▸ Alıştırma yönergesi:
İzmir yazısına dayanarak şu soruları yanıtlayın:
(a) Yazar bu bölümde ve sonrasında hangi yazarlardan örnek vermek istiyor?
(b) Yazı dizisinin kaleme alınma nedeni nedir?
(c) Yazarın kütüphanesinde karşılaştığı kitabın adı nedir ve kitabı kim derlemiştir?

▸ Alıntı:
Bu yazı dizisinde kendi doğal akışında, ağırlıklı olarak şiir/şehir ilişkisi ve İzmir için yazılmış şiirler üzerinden ilerledik. Bu bölümde ve sonrasında farklı yıllarda İzmir’e uğramış, bir süre kalmış, izlenimlerini kaleme almış, büyük dünya yazarlarından da örnek vermek istiyorum

Kısa bir bilgi notu paylaşayım. Böyle bir yazı dizisini kaleme almamızın nedeni, tamamen kentlilik bilincine bir katkıda bulunma isteği. Çünkü kentlerin ruhu bilinmek ister. Gelecek bilinci ise aynı zamanda tarih bilinci. İzmir’in geçmişinin değerini bilmeden, geleceğini kurgulamak mümkün değil. Umarım sevgili okurlar, bu yazı dizisini takip ederken bu bakış açısını paylaşarak çoğaltırlar. İzmir’in geçmişini daha iyi tanımaya çalışırken, hepimizin etkilendiği çok fazla sayıda kaynak olmuştur. Ben de çok sayıda kaynaktan etkilendim. Kütüphanemi karıştırırken, Paris’te yaşayan tarihçi ve yazar Marie-Carmen Smyrnelis’in derlediği ve İzmir’in kozmopolit zenginliğini ortaya koyan “İzmir 1830-1930 Unutulmuş Bir Kent mi?” adlı kitaptan, yıllar önce altını çizdiğim satırlarla karşılaştım. (İletişim Yayınları)

(Nokta etiketleme veri kümesi alıntıları)
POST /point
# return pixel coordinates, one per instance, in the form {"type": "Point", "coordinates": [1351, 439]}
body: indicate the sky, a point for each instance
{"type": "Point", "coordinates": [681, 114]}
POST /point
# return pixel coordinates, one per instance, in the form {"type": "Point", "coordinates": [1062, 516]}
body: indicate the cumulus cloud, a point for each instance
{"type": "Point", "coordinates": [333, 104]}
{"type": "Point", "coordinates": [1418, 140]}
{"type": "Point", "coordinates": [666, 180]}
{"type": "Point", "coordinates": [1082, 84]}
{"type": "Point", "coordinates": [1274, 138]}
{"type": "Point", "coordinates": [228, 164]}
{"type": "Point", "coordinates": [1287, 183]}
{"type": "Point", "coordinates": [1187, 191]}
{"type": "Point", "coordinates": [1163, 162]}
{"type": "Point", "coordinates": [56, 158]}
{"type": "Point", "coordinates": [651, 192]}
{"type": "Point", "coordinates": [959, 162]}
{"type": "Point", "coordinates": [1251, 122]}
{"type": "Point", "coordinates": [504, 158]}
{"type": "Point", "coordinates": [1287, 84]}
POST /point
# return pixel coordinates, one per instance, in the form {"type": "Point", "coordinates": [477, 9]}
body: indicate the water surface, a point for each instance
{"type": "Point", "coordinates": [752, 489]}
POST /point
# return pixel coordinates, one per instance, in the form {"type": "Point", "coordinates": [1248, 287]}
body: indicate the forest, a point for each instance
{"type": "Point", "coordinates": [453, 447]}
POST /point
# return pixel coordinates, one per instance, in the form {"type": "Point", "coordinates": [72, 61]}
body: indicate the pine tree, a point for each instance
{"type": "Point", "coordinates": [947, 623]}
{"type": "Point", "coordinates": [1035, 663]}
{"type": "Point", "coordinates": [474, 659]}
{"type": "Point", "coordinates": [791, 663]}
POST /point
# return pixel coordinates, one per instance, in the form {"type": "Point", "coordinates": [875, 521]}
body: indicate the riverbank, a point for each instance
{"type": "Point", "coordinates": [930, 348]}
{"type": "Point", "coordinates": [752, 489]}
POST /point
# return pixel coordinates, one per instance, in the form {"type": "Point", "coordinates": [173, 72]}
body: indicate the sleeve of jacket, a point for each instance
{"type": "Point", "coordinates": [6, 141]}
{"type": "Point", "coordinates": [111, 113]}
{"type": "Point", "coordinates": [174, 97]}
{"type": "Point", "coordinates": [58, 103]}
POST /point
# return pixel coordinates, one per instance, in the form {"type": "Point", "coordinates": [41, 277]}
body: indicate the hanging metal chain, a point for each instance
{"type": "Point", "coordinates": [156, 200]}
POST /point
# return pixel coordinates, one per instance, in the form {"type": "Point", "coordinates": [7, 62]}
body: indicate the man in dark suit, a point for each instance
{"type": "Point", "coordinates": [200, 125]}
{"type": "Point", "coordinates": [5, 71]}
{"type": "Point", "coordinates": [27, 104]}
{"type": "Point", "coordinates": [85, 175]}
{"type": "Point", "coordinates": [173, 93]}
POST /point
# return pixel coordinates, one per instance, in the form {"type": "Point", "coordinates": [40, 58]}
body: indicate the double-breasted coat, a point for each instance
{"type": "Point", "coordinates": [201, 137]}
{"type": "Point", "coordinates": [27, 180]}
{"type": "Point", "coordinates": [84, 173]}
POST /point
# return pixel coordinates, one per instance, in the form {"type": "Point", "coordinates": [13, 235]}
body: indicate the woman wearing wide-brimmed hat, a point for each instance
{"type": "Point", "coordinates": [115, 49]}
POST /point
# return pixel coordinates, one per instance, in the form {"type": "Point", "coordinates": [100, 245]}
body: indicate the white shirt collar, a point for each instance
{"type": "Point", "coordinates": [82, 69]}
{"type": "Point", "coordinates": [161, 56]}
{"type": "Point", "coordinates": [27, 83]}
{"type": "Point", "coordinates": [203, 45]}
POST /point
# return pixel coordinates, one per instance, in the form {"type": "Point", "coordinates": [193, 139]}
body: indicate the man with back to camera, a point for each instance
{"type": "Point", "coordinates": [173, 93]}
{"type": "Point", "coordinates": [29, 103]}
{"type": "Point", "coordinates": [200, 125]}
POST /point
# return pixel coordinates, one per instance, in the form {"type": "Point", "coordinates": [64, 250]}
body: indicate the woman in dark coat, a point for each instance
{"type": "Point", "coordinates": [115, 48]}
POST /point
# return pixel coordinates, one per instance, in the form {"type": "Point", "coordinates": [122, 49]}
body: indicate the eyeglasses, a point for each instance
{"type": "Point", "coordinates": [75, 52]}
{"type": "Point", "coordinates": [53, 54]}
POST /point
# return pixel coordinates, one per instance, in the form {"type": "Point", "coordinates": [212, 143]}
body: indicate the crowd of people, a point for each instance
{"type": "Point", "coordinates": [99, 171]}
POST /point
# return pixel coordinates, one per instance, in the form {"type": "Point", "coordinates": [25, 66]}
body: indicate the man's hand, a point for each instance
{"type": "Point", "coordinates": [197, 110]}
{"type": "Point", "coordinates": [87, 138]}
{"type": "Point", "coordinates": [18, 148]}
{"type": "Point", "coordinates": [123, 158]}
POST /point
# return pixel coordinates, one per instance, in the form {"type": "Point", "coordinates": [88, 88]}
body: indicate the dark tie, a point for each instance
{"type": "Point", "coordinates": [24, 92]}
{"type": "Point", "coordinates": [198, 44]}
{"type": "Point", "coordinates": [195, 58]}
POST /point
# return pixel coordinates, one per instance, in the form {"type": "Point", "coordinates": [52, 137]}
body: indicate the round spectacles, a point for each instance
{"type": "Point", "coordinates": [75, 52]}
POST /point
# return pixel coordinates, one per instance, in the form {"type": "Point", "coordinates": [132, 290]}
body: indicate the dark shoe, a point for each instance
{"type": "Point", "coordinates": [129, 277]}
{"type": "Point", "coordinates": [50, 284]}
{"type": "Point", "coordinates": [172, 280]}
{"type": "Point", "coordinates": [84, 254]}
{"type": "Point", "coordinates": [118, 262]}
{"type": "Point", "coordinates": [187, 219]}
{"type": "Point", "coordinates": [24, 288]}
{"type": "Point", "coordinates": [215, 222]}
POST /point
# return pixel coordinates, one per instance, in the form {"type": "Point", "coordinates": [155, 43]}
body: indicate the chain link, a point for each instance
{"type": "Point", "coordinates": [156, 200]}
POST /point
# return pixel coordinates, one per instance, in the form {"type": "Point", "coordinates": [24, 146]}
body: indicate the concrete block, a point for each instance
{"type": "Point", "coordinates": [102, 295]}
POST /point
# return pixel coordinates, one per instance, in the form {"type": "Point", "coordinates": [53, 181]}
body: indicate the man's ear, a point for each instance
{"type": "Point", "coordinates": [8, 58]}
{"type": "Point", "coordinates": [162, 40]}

▸ Alıştırmanın çözümü:
(a) Farklı yıllarda İzmir'e uğramış, bir süre kalmış ve izlenimlerini kaleme almış büyük dünya yazarlarından.
(b) Kentlilik bilincine bir katkıda bulunma isteği.
(c) Kitabın adı "İzmir 1830-1930 Unutulmuş Bir Kent mi?". Kitabı Paris'te yaşayan tarihçi ve yazar Marie-Carmen Smyrnelis derlemiştir.